• Your goal:
Leaving the pictures aside, repeat the entries exactly.

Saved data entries
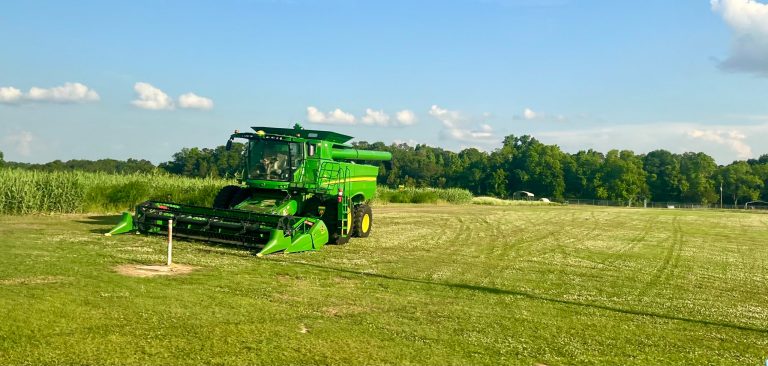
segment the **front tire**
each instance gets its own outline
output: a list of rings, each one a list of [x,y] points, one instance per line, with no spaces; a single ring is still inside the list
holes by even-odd
[[[360,204],[355,206],[355,217],[352,225],[352,236],[367,238],[373,228],[373,212],[371,206]]]
[[[226,186],[213,199],[213,208],[229,209],[232,199],[240,193],[240,186]]]
[[[324,202],[325,212],[323,213],[321,220],[325,222],[325,226],[328,228],[329,237],[328,242],[330,244],[343,245],[349,242],[349,237],[352,232],[349,230],[347,235],[341,235],[341,221],[339,220],[339,204],[336,200],[327,200]],[[349,212],[351,213],[351,212]],[[349,221],[347,221],[349,223]]]

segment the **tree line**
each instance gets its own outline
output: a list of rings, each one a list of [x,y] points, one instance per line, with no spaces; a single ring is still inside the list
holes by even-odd
[[[465,188],[475,195],[509,198],[517,191],[551,199],[605,199],[718,203],[768,201],[768,154],[759,159],[720,166],[705,153],[675,154],[655,150],[567,153],[531,136],[510,135],[491,152],[475,148],[460,152],[428,145],[353,143],[356,148],[389,151],[391,162],[379,165],[379,184],[390,187]],[[231,150],[184,148],[168,162],[147,160],[70,160],[46,164],[6,162],[7,166],[46,171],[84,170],[116,173],[166,171],[189,177],[235,177],[243,169],[244,145]],[[2,155],[0,155],[1,157]],[[0,161],[2,159],[0,158]],[[0,163],[1,164],[1,163]]]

• Task result:
segment the **front tire**
each instance gets its own outline
output: a list of rings, each one a list of [x,y] points, one instance per line, with no spaces; a single ring is still inside the list
holes by even-odd
[[[360,204],[355,206],[355,217],[352,225],[352,236],[367,238],[373,228],[373,212],[371,206]]]
[[[226,186],[213,199],[213,208],[229,209],[232,199],[240,193],[240,186]]]
[[[324,202],[325,212],[323,213],[321,220],[325,222],[325,226],[328,228],[329,237],[328,242],[330,244],[343,245],[349,242],[349,237],[352,232],[349,230],[347,235],[341,235],[341,221],[339,220],[339,204],[336,200],[327,200]],[[349,212],[351,213],[351,212]],[[349,221],[347,221],[349,223]]]

segment the **tree line**
each instance gets its own outline
output: a list of rings, each one a list of [x,y] points, one instance per line, with no spaces; a single ring is still inside the list
holes by even-odd
[[[465,188],[475,195],[509,198],[517,191],[551,199],[605,199],[718,203],[768,201],[768,154],[759,159],[720,166],[705,153],[675,154],[655,150],[567,153],[531,136],[510,135],[491,152],[475,148],[460,152],[428,145],[353,143],[356,148],[389,151],[391,162],[379,165],[379,184],[390,187]],[[231,150],[184,148],[168,162],[147,160],[70,160],[46,164],[6,162],[7,166],[46,171],[84,170],[116,173],[166,171],[189,177],[235,177],[243,169],[244,145]],[[2,155],[0,155],[1,157]],[[0,161],[2,159],[0,158]],[[0,163],[1,164],[1,163]]]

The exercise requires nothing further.